DOCUMENT SEGMENT =>
Riding with the Eagles
A Photographer’s Search
for the Nomadic Soul
By Basha O'Reilly FRGS
All photographs copyright (c) Bonnie Folkins.
Historically the world of equestrian travel has contained an exciting mixture of unique men and women. Some are adventurers seeking danger from the back of their horses. Others are travellers discovering the beauties of the countryside they slowly ride through. A few are searching for inner truths while cantering across desolate parts of the planet.
Canadian Long Rider Bonnie Folkins’ mission is to use her horse and camera to arrive at a deeper understanding of Central Asia’s remaining nomads. Though she has travelled and photographed in Italy, India, Australia and Latin America, the impassioned Long Rider has been repeatedly drawn back to the land of horses and free riders.
Folkins first travelled to western Mongolia in February 2007, where she discovered a Kazakh minority living in the remote Altai Mountains. These were the descendants of nomads who had fled the cultural genocide unleashed in the 1930s by Soviet dictator, Josef Stalin. With an estimated two million people dead on the Kazakh steppes, the survivors sought refuge in Mongolia.
When she ventured into this isolated corner of Mongolia, Folkins discovered the Kazakhs living in secluded homes. Not only were they still mounted, they had also retained their ancient tribal custom of hunting wolves in winter with the help of specially trained golden eagles.
“I prefer to travel to the Mongolian Altai Mountains during the winter months because that is when the golden eagle hunters work with their birds. In minus thirty-plus degrees, but under arid, blue skies, they balance their eagles on wooden hand props and ride high to barren precipices to hunt foxes and even wolves. Their tradition goes back thousands of years.”
Kazakh eagle hunter, Dalaikhan, is one of the nomads whom Long Rider
photographer, Bonnie Folkins, has ridden with and photographed.
(Click on any image to enlarge)
“I was deeply inspired by the kindness and generosity of the Kazakh people and, because it was such a life-altering experience, I wanted to give something back” Folkins told the Guild.
Subsequently, since 2007, Folkins has made nine trips to Mongolia, including an initial 1,100 mile equestrian journey across that country. Soon afterwards she crossed the border and began riding in modern Kazakhstan as well. Her first journey there was another thousand mile ride across the eastern portion of that nation. She is now preparing to undertake her third ride, which will take her to the far western border of Kazakhstan.
During her journeys, Folkins
has made a point of riding with local Mongol and Kazakh horsemen, who then in
turn become Members of the Long Riders’ Guild.
|Alpamis Dalaikhan, who accompanied Bonnie Folkins on her last journey, is the first Kazakh to become a Member of the Long Riders’ Guild.|
This passion to photograph the pastoral nomads is connected to the Canadian Long Rider’s determination to “preserve their images for future generations” and “to reveal the spirit of these remarkable people.”

DIRECTIONS =>
a) Translate this sentence from the article on Bonnie Folkins into Spanish: "Folkins first travelled to western Mongolia in February 2007, where she discovered a Kazakh minority living in the remote Altai Mountains."
b) Reproduce the rows below word for word, covering the stretch from the start of the rows through the line that contains "[(132, 93), (343, 169)]". Leave the pictures out.

DATA FOR PROCESSING =>
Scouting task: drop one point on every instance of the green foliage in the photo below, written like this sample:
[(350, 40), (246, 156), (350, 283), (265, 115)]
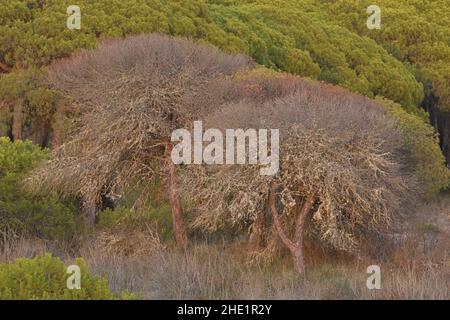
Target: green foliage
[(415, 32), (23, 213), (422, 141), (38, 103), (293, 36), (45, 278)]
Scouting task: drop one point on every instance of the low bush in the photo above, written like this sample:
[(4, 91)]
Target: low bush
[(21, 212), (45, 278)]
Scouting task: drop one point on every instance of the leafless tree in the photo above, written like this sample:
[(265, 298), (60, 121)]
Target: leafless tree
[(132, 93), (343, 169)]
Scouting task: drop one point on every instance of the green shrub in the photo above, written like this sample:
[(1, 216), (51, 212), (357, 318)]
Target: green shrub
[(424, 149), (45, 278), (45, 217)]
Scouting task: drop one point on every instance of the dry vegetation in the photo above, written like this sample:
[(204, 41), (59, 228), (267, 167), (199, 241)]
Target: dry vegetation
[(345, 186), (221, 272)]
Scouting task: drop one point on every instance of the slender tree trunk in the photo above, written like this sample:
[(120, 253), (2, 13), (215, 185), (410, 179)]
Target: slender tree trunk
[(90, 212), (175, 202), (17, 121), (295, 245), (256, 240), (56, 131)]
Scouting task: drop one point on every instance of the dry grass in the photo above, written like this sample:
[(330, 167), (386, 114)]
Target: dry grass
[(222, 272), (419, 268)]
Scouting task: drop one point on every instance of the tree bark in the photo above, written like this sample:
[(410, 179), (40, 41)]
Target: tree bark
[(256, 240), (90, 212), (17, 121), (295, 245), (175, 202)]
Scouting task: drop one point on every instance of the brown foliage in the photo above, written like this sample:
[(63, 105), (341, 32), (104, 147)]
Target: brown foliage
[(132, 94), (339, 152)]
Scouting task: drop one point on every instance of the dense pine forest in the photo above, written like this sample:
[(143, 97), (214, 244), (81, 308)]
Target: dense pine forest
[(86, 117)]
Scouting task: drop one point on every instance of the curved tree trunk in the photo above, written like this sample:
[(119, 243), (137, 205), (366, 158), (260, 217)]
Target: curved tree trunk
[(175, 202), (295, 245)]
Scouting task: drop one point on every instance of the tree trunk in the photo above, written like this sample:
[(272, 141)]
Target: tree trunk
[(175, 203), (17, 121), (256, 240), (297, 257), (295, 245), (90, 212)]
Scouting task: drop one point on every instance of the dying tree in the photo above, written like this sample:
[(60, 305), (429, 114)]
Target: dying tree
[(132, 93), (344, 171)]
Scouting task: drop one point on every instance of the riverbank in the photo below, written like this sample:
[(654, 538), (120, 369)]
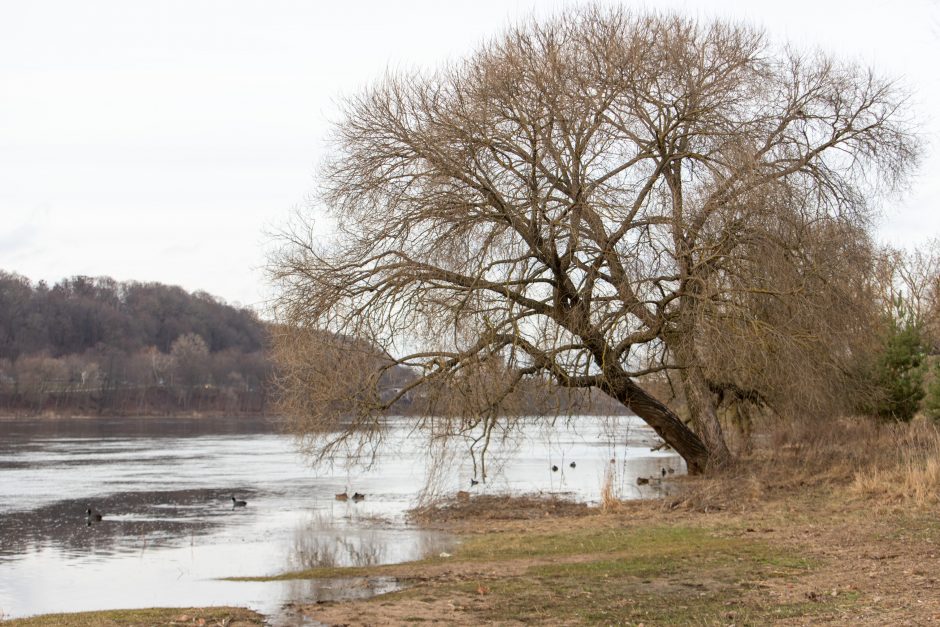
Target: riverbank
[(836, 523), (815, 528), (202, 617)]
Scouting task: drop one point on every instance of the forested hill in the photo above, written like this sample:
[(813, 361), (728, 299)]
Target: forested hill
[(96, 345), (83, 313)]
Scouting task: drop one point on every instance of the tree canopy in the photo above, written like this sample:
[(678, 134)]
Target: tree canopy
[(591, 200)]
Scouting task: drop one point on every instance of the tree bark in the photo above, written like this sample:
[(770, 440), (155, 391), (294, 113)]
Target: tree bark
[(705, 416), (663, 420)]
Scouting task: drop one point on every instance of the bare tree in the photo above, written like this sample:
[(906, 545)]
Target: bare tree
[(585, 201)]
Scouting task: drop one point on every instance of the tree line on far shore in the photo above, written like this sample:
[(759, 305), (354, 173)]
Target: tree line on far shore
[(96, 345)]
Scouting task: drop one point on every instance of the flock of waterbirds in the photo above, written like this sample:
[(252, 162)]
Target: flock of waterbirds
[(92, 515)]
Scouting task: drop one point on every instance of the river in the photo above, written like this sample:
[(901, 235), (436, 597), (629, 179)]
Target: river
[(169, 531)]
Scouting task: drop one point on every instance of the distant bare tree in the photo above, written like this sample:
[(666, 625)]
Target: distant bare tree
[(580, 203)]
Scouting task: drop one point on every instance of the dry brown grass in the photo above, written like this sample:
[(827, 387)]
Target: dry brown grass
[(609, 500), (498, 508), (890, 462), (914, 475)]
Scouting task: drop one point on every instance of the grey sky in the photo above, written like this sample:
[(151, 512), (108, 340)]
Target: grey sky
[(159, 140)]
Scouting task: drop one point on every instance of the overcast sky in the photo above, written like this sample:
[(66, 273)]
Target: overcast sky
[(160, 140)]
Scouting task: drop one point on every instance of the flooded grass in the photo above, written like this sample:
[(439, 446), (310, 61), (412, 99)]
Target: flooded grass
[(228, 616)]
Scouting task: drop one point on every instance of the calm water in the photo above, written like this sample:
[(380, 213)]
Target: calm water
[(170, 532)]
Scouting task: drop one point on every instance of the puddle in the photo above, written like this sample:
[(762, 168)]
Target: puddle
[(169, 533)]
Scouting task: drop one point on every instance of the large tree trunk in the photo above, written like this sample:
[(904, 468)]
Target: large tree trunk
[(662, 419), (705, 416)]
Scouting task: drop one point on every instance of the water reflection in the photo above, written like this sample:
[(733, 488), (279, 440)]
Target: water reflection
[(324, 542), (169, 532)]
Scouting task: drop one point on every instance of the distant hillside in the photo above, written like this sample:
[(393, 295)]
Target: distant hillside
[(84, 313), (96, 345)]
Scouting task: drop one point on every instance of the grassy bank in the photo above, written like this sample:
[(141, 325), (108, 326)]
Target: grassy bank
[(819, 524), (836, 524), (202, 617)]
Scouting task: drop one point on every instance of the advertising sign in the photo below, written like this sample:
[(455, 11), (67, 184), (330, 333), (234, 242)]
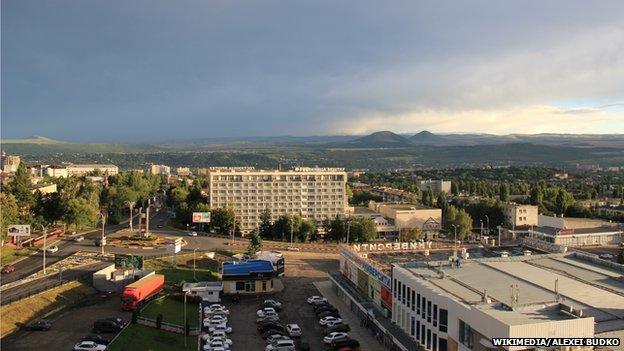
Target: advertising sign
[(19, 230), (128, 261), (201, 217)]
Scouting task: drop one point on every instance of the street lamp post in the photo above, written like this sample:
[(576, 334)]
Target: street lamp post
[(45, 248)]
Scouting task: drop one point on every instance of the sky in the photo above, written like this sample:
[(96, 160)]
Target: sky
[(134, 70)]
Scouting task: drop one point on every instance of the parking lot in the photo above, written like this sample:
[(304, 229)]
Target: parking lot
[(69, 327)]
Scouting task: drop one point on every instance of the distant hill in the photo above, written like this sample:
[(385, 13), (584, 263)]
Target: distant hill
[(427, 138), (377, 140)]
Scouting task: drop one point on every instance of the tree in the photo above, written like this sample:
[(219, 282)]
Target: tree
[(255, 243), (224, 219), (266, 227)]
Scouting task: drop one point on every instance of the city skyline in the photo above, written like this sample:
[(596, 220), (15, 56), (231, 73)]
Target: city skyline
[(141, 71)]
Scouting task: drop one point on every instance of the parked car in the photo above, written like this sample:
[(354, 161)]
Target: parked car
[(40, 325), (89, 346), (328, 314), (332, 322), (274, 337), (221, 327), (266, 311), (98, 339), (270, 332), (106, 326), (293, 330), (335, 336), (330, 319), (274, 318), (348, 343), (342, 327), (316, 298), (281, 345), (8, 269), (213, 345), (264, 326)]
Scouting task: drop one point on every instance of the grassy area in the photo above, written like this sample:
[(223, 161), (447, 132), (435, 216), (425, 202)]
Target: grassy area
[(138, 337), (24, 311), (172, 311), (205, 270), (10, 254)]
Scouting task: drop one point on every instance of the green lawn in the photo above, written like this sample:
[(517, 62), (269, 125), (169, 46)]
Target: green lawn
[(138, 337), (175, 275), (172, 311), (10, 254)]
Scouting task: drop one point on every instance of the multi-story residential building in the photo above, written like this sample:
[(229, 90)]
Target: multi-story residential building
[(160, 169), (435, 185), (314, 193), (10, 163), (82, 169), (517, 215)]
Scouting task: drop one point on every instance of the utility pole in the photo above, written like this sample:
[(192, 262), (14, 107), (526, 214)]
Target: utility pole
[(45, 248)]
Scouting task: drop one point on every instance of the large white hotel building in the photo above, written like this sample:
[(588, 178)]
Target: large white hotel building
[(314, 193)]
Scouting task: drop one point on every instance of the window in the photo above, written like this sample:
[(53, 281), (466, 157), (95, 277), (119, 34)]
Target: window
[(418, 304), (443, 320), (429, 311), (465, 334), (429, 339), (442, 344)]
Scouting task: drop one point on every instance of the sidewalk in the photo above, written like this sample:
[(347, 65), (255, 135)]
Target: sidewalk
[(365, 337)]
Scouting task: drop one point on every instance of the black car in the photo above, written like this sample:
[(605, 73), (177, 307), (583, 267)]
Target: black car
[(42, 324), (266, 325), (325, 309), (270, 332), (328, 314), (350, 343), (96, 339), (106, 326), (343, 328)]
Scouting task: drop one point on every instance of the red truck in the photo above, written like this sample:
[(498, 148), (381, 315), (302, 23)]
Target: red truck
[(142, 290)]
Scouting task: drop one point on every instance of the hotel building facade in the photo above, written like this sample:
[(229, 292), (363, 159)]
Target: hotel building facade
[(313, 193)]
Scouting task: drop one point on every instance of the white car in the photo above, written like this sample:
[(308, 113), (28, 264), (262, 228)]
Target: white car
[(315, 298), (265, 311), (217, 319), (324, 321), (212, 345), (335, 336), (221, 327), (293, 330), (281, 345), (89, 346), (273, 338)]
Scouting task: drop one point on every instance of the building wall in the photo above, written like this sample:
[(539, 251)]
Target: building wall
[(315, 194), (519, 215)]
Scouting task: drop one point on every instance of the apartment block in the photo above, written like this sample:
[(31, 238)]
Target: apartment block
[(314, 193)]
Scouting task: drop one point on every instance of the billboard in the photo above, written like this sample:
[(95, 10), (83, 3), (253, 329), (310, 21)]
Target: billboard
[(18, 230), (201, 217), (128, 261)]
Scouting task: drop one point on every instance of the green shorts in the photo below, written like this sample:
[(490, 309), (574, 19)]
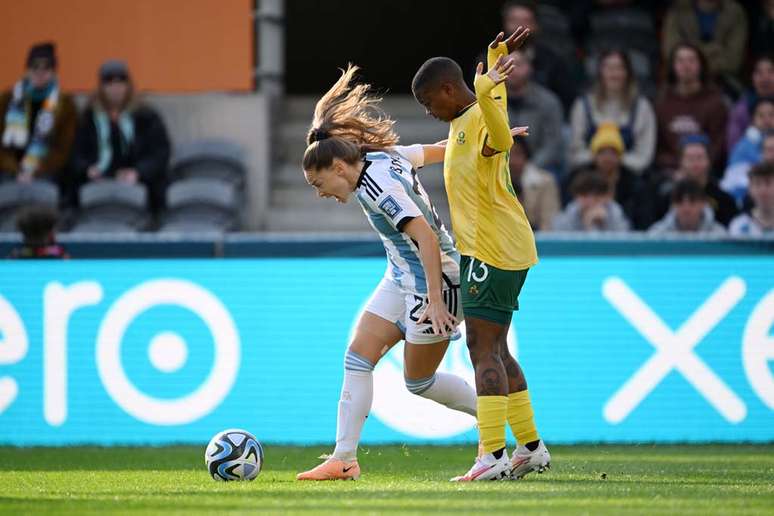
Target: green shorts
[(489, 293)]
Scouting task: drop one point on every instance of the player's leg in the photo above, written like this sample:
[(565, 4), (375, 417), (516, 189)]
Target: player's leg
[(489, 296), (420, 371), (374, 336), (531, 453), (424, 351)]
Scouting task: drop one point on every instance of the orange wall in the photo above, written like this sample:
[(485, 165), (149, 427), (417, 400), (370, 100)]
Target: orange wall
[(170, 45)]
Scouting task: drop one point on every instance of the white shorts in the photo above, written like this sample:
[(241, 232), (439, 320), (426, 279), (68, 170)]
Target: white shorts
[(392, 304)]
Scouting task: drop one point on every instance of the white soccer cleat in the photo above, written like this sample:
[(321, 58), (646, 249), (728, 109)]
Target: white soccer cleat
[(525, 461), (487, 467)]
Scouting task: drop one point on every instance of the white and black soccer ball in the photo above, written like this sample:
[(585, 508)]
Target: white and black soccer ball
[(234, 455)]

SOLUTIONS TO THE PROBLEMS =>
a) Folkins viajó por primera vez al oeste de Mongolia en febrero de 2007, donde descubrió una minoría kazaja que vivía en los remotos montes Altái.

b)
Scouting task: drop one point on every instance of the green foliage in the photo below, written like this sample:
[(350, 40), (246, 156), (350, 283), (265, 115)]
Target: green foliage
[(415, 32), (23, 213), (422, 141), (38, 103), (293, 36), (45, 278)]
Scouting task: drop one point on every instance of the low bush in the photo above, written like this sample:
[(4, 91)]
Target: low bush
[(21, 212), (45, 278)]
Scouting task: drop one point on every instance of the leafless tree in the photo above, written like this sample:
[(265, 298), (60, 121)]
Target: leafless tree
[(132, 93), (343, 169)]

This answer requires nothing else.